Written exercise:
Convert the part of the listing below that opens with the line containing "Set-play tagging: locate each instance of the glass" and closes with the line containing "Set-play tagging: locate each instance of the window with one" into a JSON list of strings, one string per line, with blank lines left out.

Data provided:

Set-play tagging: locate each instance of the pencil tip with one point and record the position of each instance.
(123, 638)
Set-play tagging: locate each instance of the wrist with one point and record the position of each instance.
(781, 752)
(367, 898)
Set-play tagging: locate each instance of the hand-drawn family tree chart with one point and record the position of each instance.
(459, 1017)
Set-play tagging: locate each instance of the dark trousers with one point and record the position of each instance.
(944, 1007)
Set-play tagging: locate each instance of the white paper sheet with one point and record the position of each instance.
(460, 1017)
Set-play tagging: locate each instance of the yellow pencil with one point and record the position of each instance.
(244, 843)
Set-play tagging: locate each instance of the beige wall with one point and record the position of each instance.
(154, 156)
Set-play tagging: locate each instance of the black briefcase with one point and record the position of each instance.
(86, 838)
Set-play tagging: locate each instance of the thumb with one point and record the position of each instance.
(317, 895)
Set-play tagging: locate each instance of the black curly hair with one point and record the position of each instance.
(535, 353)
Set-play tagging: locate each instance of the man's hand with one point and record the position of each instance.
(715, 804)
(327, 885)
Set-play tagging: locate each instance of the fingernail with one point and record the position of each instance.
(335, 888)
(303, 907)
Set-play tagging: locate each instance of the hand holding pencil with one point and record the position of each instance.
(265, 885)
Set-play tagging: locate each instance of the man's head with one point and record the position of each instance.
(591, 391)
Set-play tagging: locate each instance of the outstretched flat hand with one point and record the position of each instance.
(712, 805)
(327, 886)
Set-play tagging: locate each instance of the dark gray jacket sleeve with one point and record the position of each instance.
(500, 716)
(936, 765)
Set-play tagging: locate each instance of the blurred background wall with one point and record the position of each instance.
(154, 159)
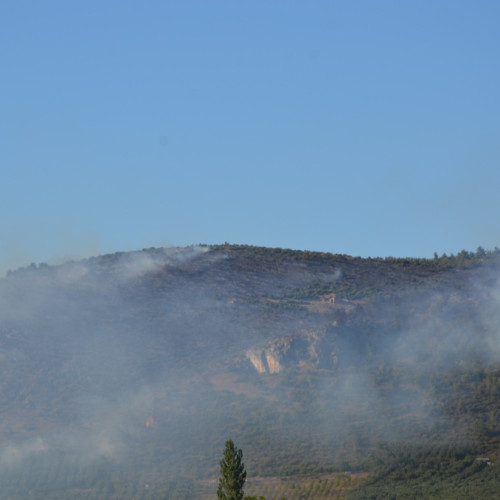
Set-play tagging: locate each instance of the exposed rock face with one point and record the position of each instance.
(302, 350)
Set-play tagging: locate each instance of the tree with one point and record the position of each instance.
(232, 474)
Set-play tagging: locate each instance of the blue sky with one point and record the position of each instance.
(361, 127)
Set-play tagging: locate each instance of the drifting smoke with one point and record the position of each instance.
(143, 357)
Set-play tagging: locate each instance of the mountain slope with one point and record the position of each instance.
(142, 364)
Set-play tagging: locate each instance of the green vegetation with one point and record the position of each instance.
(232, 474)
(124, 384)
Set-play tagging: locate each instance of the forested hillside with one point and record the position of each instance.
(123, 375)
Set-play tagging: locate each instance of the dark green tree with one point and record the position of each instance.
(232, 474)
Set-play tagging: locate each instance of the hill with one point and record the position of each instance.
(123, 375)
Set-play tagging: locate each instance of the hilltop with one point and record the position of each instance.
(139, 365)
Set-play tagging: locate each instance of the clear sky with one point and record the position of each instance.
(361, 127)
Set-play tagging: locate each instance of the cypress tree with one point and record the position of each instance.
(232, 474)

...

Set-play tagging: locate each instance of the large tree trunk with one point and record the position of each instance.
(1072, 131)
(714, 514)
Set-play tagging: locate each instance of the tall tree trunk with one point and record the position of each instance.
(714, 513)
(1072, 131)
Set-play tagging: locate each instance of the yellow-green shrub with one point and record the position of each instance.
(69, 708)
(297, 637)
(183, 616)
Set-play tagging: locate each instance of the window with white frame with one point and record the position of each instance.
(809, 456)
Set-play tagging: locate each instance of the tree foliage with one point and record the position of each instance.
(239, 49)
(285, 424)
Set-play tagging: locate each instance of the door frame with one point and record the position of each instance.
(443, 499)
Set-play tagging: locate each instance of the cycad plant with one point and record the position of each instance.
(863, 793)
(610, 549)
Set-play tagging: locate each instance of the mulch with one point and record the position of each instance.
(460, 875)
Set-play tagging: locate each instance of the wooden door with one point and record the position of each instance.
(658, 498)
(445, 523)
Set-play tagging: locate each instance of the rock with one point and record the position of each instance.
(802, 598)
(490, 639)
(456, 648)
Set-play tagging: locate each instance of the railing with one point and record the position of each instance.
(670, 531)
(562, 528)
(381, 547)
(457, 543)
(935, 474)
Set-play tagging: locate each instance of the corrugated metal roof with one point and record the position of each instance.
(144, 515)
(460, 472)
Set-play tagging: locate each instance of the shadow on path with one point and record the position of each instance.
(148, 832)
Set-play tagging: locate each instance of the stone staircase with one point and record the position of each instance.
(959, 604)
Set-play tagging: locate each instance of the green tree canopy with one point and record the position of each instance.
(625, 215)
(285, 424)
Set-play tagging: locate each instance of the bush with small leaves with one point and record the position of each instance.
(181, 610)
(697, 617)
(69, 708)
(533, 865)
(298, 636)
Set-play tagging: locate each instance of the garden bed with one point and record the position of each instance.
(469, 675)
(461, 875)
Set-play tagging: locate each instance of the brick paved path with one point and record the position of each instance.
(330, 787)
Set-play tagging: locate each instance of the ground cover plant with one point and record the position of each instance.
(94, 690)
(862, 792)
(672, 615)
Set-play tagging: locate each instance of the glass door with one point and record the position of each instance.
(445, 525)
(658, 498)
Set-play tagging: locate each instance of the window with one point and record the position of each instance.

Output below:
[
  "Set-play tagging: locate each instance of the glass door with one point and record the position of each instance.",
  "(445, 525)",
  "(658, 498)",
  "Set-play tagging: locate each instance of the window with one point and record the position of each instance."
]